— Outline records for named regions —
* Begin *
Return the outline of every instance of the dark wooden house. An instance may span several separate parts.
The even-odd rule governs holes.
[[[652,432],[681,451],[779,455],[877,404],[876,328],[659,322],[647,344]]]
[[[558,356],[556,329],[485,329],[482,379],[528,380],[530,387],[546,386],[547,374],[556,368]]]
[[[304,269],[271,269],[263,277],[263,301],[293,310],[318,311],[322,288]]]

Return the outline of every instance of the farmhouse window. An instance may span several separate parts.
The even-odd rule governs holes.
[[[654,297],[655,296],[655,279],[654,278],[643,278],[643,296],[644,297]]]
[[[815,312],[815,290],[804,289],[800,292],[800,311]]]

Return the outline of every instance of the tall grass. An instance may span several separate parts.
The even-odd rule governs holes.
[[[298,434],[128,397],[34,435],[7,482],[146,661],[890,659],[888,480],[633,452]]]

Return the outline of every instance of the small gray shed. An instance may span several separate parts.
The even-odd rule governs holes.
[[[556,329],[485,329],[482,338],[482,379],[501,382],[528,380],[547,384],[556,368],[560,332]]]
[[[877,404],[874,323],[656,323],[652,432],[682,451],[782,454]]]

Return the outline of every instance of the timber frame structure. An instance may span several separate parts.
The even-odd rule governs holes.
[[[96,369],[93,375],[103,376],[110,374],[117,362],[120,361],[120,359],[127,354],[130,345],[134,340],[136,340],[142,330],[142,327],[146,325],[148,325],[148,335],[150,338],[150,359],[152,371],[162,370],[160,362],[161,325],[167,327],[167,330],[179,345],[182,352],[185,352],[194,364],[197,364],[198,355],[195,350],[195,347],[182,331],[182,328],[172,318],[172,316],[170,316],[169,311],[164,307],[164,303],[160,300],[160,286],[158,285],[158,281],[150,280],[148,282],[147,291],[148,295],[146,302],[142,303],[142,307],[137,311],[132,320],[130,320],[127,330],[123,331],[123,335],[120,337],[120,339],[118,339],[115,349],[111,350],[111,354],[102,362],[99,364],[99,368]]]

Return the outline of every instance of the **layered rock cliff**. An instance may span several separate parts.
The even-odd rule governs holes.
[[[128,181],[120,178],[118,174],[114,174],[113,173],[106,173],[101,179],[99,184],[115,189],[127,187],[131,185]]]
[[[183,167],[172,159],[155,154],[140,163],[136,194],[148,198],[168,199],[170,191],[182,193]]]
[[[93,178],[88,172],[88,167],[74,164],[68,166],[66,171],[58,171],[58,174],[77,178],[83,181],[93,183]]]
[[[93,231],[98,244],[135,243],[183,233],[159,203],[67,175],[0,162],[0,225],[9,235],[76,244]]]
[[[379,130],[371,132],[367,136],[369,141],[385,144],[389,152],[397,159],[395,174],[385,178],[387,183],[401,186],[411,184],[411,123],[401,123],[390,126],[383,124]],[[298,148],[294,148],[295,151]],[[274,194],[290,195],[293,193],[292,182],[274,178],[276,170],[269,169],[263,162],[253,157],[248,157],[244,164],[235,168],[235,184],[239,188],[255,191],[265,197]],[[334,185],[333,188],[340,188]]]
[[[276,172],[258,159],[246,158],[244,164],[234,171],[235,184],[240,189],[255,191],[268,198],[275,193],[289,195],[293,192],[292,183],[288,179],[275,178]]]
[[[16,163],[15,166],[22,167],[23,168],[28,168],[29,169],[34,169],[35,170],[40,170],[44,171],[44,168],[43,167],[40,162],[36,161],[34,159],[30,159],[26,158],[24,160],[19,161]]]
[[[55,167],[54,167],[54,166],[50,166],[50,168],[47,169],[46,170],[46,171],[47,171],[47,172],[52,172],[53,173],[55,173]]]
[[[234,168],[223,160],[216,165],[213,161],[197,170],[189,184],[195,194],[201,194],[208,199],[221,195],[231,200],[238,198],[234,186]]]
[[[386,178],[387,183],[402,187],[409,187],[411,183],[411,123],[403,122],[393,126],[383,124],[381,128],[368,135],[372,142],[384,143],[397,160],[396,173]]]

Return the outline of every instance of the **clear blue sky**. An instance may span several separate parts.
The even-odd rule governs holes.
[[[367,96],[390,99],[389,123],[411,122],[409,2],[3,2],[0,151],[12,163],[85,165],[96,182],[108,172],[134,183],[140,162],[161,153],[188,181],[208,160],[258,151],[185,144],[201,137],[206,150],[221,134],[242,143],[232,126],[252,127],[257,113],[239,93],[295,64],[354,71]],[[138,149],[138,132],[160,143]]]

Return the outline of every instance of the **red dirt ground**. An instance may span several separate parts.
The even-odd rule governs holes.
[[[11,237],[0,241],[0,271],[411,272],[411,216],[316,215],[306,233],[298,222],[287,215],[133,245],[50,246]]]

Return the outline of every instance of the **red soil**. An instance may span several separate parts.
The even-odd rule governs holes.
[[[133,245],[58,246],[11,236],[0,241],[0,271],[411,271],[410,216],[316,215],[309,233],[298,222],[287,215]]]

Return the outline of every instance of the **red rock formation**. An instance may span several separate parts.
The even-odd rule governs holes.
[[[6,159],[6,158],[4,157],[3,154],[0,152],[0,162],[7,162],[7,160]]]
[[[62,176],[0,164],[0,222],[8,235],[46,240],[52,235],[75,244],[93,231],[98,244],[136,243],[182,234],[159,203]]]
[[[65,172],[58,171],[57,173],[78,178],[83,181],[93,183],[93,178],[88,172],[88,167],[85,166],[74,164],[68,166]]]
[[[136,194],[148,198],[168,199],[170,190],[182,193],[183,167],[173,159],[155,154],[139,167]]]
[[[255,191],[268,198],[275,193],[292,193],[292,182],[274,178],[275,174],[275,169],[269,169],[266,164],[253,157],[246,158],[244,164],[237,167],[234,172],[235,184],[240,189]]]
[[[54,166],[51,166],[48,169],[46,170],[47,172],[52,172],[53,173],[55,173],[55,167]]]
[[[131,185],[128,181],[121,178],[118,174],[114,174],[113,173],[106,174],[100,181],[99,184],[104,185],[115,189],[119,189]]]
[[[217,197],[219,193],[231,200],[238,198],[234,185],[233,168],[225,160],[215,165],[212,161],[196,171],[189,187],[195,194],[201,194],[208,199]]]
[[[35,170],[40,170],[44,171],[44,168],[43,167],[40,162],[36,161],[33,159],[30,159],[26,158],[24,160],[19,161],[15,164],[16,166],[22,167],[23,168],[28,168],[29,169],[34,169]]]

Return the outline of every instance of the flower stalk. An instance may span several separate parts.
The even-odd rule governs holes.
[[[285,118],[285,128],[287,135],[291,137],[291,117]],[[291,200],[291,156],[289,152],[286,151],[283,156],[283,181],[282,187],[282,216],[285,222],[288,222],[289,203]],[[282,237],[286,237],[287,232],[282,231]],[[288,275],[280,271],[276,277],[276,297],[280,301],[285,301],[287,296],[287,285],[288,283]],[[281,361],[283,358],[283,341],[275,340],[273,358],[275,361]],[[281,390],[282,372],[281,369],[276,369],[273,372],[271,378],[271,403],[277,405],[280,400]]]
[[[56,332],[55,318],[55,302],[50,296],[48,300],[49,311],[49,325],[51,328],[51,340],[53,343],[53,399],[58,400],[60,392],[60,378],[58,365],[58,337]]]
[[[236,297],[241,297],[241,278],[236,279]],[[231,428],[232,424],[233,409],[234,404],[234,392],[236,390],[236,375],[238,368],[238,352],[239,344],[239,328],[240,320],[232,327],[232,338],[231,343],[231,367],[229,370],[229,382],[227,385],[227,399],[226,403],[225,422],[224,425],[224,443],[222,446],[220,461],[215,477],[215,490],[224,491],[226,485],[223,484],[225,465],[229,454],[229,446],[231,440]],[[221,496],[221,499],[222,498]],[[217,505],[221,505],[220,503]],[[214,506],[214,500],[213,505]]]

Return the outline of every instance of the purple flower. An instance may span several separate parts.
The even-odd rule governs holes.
* End *
— TASK TO COMPLETE —
Copy out each line of the records that contains the word "rock".

— RESPONSE TO THIS EXERCISE —
Return the outline of every instance of the **layered rock cliff**. An instance may span several separate parts.
Return the outline of every instance of the **red rock formation**. An instance may span several separate parts.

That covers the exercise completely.